→ Task goal: Go through the data below and return each line where the string "bridge" appears.

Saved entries
━━━━
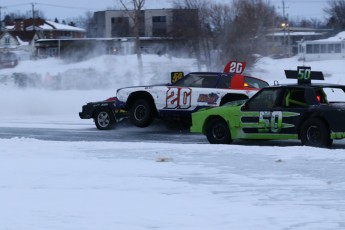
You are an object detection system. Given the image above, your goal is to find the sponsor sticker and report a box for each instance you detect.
[197,93,219,104]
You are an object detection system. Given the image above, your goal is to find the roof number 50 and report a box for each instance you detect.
[298,68,311,80]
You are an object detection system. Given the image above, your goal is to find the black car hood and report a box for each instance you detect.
[329,102,345,110]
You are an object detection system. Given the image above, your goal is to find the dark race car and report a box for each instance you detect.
[0,52,18,69]
[190,66,345,148]
[79,61,269,130]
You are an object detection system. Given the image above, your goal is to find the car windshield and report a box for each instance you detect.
[173,73,218,88]
[244,76,269,88]
[322,87,345,103]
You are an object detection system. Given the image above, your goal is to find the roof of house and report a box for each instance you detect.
[316,31,345,42]
[6,18,85,33]
[267,27,331,38]
[0,30,40,46]
[8,31,38,42]
[26,20,85,32]
[299,31,345,43]
[268,31,324,37]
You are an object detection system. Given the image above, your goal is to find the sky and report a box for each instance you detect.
[1,53,345,229]
[1,0,329,22]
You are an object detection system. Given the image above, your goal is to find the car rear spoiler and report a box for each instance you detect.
[285,66,324,85]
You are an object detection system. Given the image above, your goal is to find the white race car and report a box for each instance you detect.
[79,61,269,130]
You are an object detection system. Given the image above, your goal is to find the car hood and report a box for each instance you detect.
[117,83,168,92]
[196,100,245,114]
[85,97,116,105]
[324,102,345,110]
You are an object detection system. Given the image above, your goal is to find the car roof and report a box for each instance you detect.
[267,83,345,89]
[188,72,228,75]
[187,72,264,79]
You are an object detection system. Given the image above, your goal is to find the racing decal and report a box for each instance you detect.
[239,111,299,134]
[197,93,219,105]
[331,132,345,139]
[165,87,192,109]
[258,111,283,133]
[171,72,184,83]
[224,61,246,74]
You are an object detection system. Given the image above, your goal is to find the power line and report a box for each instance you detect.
[289,0,326,2]
[3,2,94,11]
[2,3,29,8]
[35,3,94,11]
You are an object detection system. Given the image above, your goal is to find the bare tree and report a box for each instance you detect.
[290,17,326,29]
[324,0,345,30]
[205,3,234,70]
[74,11,95,35]
[217,0,278,67]
[173,0,277,69]
[118,0,145,77]
[173,0,209,70]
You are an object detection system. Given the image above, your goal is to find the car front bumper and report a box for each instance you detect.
[79,103,94,119]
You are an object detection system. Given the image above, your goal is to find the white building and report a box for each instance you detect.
[91,8,198,38]
[266,27,329,57]
[298,31,345,61]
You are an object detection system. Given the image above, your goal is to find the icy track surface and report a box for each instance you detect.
[1,138,345,230]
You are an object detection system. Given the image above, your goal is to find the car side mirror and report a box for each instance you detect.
[241,103,248,111]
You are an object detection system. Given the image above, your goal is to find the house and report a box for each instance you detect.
[266,27,332,57]
[0,18,86,59]
[0,30,42,55]
[298,31,345,61]
[34,37,136,59]
[11,18,86,39]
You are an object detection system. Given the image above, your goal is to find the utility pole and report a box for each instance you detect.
[280,0,291,56]
[282,0,286,21]
[0,6,2,32]
[282,0,286,48]
[0,6,5,32]
[31,3,35,31]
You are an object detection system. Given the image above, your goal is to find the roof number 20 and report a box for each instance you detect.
[229,62,244,74]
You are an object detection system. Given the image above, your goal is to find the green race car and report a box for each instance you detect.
[190,67,345,147]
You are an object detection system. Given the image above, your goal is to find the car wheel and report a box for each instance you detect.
[300,118,331,147]
[94,109,115,130]
[205,117,232,144]
[130,99,154,128]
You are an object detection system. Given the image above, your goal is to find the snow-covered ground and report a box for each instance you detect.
[1,54,345,229]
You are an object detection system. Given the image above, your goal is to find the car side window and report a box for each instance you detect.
[174,74,202,87]
[201,77,216,88]
[174,74,217,88]
[246,89,280,110]
[218,75,231,89]
[285,89,307,107]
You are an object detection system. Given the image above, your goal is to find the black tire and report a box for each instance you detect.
[94,109,115,130]
[129,99,154,128]
[300,118,331,147]
[205,117,232,144]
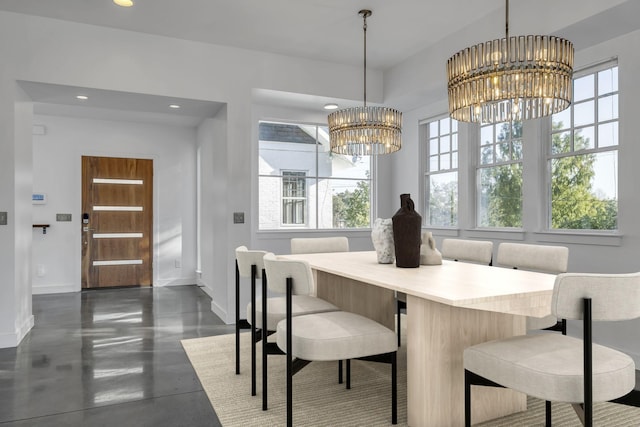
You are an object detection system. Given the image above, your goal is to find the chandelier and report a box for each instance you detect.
[328,10,402,155]
[446,0,574,123]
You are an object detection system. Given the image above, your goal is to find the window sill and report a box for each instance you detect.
[533,231,622,247]
[424,227,460,237]
[464,228,526,241]
[256,229,372,240]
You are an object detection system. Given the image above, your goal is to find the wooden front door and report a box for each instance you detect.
[82,156,153,288]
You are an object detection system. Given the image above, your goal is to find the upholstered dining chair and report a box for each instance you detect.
[396,238,494,346]
[249,245,339,411]
[496,242,569,332]
[263,252,398,427]
[234,246,266,385]
[441,238,493,264]
[464,272,640,427]
[290,236,349,256]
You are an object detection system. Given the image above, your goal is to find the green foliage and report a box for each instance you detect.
[332,179,370,228]
[479,122,523,228]
[550,125,617,230]
[428,177,458,226]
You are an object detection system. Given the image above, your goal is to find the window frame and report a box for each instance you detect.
[422,115,459,228]
[281,170,308,227]
[257,120,375,231]
[546,60,619,232]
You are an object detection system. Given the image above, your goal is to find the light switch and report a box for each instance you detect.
[0,211,7,225]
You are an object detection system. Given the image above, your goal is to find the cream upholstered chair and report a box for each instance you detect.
[396,238,494,346]
[441,238,493,264]
[464,272,640,427]
[237,246,338,409]
[234,246,266,384]
[290,236,351,379]
[252,247,346,411]
[496,242,569,332]
[263,253,398,427]
[290,236,349,255]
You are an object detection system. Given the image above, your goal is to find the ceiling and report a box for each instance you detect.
[4,0,640,124]
[0,0,508,71]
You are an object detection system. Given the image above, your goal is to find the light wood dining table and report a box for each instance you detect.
[280,251,556,426]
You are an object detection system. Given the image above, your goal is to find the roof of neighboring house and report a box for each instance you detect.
[259,123,317,144]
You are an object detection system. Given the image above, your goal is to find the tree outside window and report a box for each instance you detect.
[477,121,523,228]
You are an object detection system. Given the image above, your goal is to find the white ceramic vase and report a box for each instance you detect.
[371,218,395,264]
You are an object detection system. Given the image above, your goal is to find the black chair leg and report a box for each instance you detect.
[262,271,268,410]
[346,359,351,389]
[250,264,257,396]
[464,370,471,427]
[235,260,240,375]
[392,351,397,425]
[286,278,293,427]
[397,300,402,347]
[338,360,343,384]
[545,400,552,426]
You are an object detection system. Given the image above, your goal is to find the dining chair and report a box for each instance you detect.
[464,272,640,427]
[290,236,351,378]
[496,242,569,332]
[263,252,398,427]
[250,246,339,411]
[234,245,266,384]
[396,238,494,346]
[290,236,349,256]
[441,238,493,264]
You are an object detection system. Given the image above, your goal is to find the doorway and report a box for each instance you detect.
[81,156,153,288]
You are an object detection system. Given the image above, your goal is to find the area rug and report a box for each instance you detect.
[181,326,640,426]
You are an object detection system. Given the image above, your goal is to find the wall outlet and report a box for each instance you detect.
[56,213,72,222]
[233,212,244,224]
[175,259,181,268]
[0,211,7,225]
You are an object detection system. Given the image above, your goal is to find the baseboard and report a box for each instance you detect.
[0,315,34,348]
[210,299,229,324]
[154,277,197,287]
[32,284,78,295]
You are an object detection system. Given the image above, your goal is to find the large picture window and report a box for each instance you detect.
[549,62,618,230]
[424,117,458,227]
[477,121,523,228]
[258,121,372,230]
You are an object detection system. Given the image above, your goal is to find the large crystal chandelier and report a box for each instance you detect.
[447,0,574,123]
[328,10,402,155]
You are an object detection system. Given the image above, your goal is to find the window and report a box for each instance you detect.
[477,121,523,228]
[258,121,372,230]
[424,117,458,227]
[282,171,306,225]
[549,63,618,230]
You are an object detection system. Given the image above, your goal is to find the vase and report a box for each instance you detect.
[371,218,395,264]
[420,231,442,265]
[392,194,422,268]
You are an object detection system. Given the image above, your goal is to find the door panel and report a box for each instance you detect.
[82,156,153,288]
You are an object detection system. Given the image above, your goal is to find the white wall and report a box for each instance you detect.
[31,114,198,293]
[0,9,379,343]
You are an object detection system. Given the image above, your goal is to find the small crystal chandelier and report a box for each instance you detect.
[446,0,574,123]
[328,10,402,155]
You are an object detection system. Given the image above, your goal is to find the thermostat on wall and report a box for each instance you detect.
[32,193,47,205]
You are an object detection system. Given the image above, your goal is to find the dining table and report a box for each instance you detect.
[280,250,557,426]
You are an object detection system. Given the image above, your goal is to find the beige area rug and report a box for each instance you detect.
[181,322,640,426]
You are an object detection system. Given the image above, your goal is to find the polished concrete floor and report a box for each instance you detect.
[0,285,233,426]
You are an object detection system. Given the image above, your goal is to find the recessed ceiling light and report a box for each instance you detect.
[169,104,181,109]
[76,95,88,100]
[113,0,134,7]
[324,103,339,110]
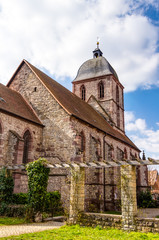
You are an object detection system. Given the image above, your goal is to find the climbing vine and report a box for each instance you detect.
[26,158,50,219]
[0,167,14,215]
[0,167,14,203]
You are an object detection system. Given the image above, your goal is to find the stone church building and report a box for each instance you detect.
[0,44,148,211]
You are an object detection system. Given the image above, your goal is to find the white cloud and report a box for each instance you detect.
[125,111,159,159]
[0,0,158,92]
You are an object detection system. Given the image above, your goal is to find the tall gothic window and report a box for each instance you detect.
[80,131,85,152]
[81,85,86,101]
[116,85,119,104]
[116,85,120,128]
[117,147,124,161]
[104,142,113,161]
[23,130,31,164]
[98,81,104,99]
[117,106,120,128]
[124,148,128,159]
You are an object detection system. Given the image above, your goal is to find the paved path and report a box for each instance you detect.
[0,221,65,238]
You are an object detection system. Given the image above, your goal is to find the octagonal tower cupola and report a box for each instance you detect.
[72,42,125,133]
[93,40,103,58]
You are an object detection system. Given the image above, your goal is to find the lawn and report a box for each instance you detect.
[0,217,27,226]
[0,225,159,240]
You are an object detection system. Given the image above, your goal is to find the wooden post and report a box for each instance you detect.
[121,165,137,231]
[69,166,85,224]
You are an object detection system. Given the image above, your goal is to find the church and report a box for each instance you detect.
[0,43,148,211]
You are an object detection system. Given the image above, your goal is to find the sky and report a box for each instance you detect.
[0,0,158,165]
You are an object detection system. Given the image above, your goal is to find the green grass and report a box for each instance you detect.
[0,217,27,226]
[0,225,159,240]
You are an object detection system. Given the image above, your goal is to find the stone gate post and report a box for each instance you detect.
[121,165,137,231]
[69,166,85,224]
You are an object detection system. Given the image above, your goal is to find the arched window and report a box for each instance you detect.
[97,139,101,157]
[124,148,128,159]
[104,142,113,161]
[23,130,31,164]
[117,147,124,160]
[80,131,85,152]
[81,85,86,101]
[117,106,120,128]
[98,81,104,99]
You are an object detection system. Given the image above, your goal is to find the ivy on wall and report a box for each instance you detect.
[0,167,14,215]
[0,167,14,203]
[26,158,50,219]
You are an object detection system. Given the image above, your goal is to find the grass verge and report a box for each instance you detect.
[0,225,159,239]
[0,217,27,226]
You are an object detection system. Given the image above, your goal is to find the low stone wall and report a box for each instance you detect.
[135,217,159,233]
[79,212,159,233]
[138,208,159,218]
[79,212,122,229]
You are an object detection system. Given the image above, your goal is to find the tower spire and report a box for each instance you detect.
[93,37,103,58]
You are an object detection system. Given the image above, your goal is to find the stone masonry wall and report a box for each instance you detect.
[9,63,76,164]
[6,62,146,212]
[0,112,43,166]
[8,63,77,205]
[73,75,124,132]
[71,117,140,211]
[79,212,159,233]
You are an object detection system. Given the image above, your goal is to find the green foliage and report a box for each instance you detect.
[0,168,14,216]
[0,167,14,203]
[26,158,50,216]
[12,193,28,205]
[1,225,159,239]
[44,191,64,216]
[0,202,8,216]
[138,190,157,208]
[4,205,27,217]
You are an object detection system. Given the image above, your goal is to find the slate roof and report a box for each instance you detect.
[0,83,43,126]
[7,60,139,151]
[73,56,119,82]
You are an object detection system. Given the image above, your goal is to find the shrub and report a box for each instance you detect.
[26,158,50,219]
[44,191,64,217]
[138,190,157,208]
[0,167,14,216]
[12,193,28,205]
[0,167,14,203]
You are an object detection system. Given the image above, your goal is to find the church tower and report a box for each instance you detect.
[72,42,125,132]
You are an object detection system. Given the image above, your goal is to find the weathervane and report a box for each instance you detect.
[97,37,100,49]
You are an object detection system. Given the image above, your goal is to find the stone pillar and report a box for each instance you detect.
[121,165,137,231]
[69,166,85,224]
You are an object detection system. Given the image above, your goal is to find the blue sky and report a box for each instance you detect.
[0,0,158,162]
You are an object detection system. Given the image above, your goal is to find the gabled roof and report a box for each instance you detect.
[7,60,139,151]
[0,83,43,126]
[87,95,115,126]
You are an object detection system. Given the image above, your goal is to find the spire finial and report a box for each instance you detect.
[97,37,100,49]
[142,150,146,160]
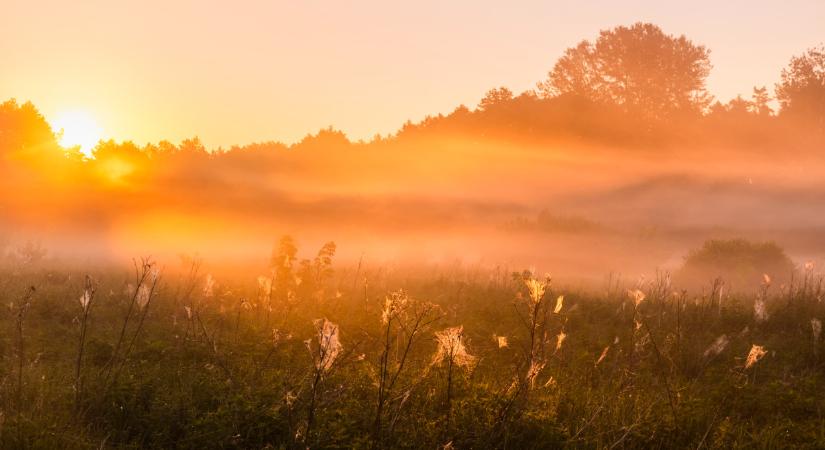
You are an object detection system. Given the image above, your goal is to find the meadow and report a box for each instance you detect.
[3,7,825,449]
[1,239,824,449]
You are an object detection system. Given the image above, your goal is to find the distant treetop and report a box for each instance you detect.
[537,23,713,121]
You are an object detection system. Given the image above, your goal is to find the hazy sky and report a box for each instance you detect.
[1,0,823,148]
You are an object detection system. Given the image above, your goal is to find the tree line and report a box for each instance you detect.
[2,22,824,168]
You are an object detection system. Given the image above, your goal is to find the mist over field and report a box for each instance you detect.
[3,14,825,448]
[3,106,825,283]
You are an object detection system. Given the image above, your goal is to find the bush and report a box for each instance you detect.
[677,239,795,290]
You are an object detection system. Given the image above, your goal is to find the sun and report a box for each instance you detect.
[50,110,103,158]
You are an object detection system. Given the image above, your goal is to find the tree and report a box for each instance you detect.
[0,99,62,160]
[677,239,795,290]
[477,87,514,111]
[750,86,773,116]
[775,46,825,129]
[537,23,712,120]
[725,95,752,116]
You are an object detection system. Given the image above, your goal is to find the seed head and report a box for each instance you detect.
[79,289,91,311]
[555,330,567,352]
[627,289,645,307]
[595,346,610,366]
[432,326,476,369]
[493,334,509,348]
[136,284,151,310]
[703,334,730,358]
[311,318,342,373]
[553,295,564,314]
[524,278,547,304]
[745,344,767,369]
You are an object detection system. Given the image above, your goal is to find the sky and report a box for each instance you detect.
[1,0,823,148]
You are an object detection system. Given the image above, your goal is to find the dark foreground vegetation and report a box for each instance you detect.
[1,239,824,449]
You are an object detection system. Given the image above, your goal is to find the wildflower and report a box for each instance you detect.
[703,334,730,358]
[555,330,567,352]
[525,278,547,304]
[745,344,767,369]
[805,261,816,271]
[628,289,645,307]
[812,318,822,342]
[432,326,476,369]
[762,273,771,286]
[553,295,564,314]
[595,346,610,366]
[754,298,768,322]
[310,318,342,373]
[203,274,215,298]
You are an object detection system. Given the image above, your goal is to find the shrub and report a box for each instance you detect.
[677,239,795,290]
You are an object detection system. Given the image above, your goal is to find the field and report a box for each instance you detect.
[4,7,825,448]
[1,242,824,449]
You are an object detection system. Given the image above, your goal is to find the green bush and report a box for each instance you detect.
[677,239,795,290]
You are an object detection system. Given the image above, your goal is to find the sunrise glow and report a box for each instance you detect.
[50,110,102,157]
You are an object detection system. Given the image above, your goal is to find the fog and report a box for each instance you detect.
[4,128,825,285]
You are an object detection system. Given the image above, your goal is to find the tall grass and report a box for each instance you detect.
[0,245,824,448]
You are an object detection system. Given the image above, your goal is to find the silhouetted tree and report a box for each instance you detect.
[776,46,825,130]
[750,86,773,116]
[177,137,210,159]
[477,87,514,111]
[537,23,712,121]
[725,95,752,116]
[0,99,63,161]
[294,127,350,151]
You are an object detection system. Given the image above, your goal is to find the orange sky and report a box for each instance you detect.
[1,0,823,148]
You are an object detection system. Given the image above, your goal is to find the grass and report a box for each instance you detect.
[1,246,825,449]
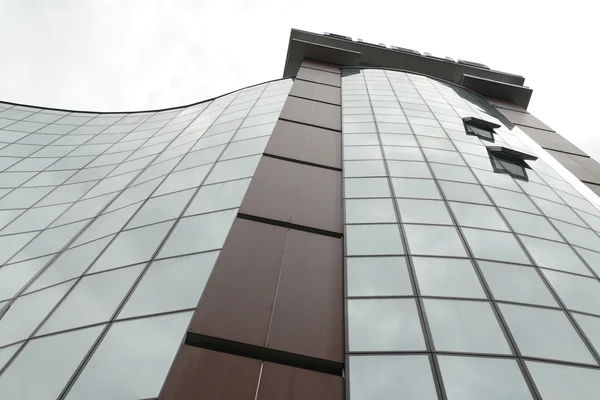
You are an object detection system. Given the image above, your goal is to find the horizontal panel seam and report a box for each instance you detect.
[263,152,342,171]
[237,212,343,239]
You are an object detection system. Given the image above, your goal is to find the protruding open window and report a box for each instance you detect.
[463,117,501,142]
[487,146,537,181]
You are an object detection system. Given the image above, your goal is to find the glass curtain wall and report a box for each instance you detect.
[0,78,292,400]
[342,68,600,400]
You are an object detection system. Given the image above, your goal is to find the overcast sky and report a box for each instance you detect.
[0,0,598,157]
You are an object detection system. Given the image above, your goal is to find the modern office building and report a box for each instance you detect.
[1,28,600,399]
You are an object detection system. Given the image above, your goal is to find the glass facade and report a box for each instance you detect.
[0,78,292,399]
[342,69,600,399]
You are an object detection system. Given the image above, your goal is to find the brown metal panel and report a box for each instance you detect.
[160,345,260,400]
[267,230,344,362]
[280,96,342,132]
[189,218,287,346]
[546,150,599,184]
[497,108,554,132]
[292,165,342,233]
[257,362,344,400]
[265,120,342,169]
[297,67,341,87]
[519,126,588,157]
[301,60,341,74]
[239,157,301,224]
[240,157,342,234]
[290,80,341,105]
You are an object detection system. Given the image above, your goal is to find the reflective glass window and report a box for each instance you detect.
[543,270,600,315]
[397,199,452,224]
[413,257,485,298]
[438,356,532,400]
[348,298,425,351]
[349,355,437,400]
[404,225,467,257]
[526,361,600,400]
[499,304,595,364]
[345,224,404,256]
[392,178,441,199]
[424,299,511,354]
[439,181,491,204]
[346,257,413,297]
[479,261,558,307]
[462,228,530,264]
[519,235,590,275]
[345,199,397,223]
[65,311,193,400]
[159,209,237,258]
[0,325,103,400]
[450,202,508,230]
[39,264,143,335]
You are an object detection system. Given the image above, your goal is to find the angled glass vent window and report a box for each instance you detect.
[463,117,500,142]
[487,146,537,181]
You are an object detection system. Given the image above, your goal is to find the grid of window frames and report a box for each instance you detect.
[0,78,292,400]
[342,68,600,400]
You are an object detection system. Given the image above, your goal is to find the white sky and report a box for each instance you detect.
[0,0,598,157]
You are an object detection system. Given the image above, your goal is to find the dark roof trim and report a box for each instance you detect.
[284,29,526,91]
[487,146,538,161]
[461,74,533,109]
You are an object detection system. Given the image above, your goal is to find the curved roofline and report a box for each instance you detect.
[0,76,294,115]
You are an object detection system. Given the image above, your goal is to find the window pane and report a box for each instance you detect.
[204,155,261,184]
[0,281,74,347]
[154,164,212,196]
[424,299,511,354]
[346,257,413,296]
[26,237,113,293]
[479,261,558,307]
[431,164,476,183]
[450,202,508,230]
[344,160,386,177]
[392,178,441,199]
[0,325,103,400]
[158,209,237,258]
[575,247,600,277]
[462,228,530,264]
[0,256,52,301]
[438,356,532,400]
[552,220,600,252]
[526,361,600,400]
[89,221,173,274]
[344,177,391,198]
[486,187,538,214]
[500,208,562,241]
[387,161,432,178]
[519,235,590,275]
[439,181,491,204]
[65,311,193,400]
[543,270,600,315]
[397,199,452,224]
[499,304,595,364]
[120,252,219,318]
[404,225,467,257]
[574,313,600,355]
[185,178,251,216]
[127,189,195,229]
[343,146,383,160]
[346,224,404,256]
[345,199,397,223]
[0,342,21,372]
[413,257,485,298]
[348,298,425,351]
[38,264,143,335]
[349,355,437,400]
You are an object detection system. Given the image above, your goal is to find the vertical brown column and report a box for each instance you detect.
[160,60,345,400]
[488,98,600,196]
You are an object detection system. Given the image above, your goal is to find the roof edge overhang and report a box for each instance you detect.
[284,29,532,109]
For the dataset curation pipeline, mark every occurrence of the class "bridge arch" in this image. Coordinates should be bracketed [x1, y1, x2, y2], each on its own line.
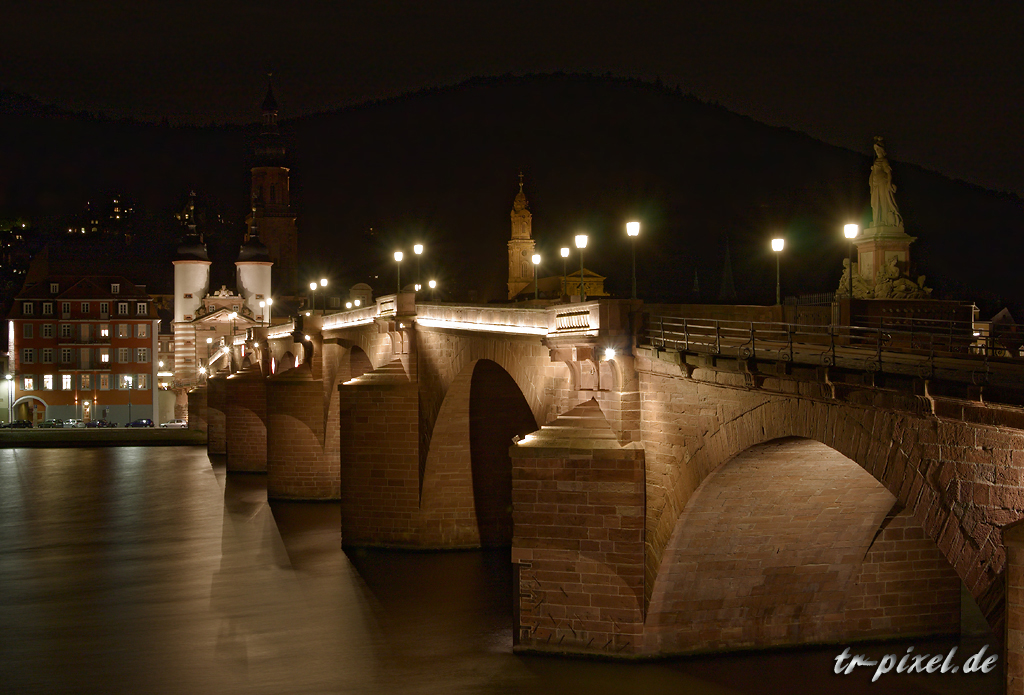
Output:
[644, 388, 1012, 631]
[646, 437, 962, 652]
[421, 358, 537, 547]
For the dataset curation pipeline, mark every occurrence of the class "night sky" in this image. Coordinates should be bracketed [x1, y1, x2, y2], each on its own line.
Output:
[5, 2, 1024, 196]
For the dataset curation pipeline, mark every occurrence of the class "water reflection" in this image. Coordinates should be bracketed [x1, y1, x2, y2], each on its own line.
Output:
[0, 447, 1001, 694]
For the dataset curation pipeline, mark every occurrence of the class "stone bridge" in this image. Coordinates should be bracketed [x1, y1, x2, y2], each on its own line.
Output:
[186, 293, 1024, 692]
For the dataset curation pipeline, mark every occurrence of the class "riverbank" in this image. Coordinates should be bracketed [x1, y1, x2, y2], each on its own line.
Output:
[0, 428, 207, 448]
━━━━
→ Answer to the exercise:
For the dataset curation pipeline, mark every occurrence of the class "bridge arch" in this image. Coordinates should be bracketed [x1, y1, x2, y2], each on its own line.
For the dataset curation pipeline, mark every occurrence of the class "stone bridge" in this image. Coordinates should be bracketed [x1, y1, x2, y2], each on its own line.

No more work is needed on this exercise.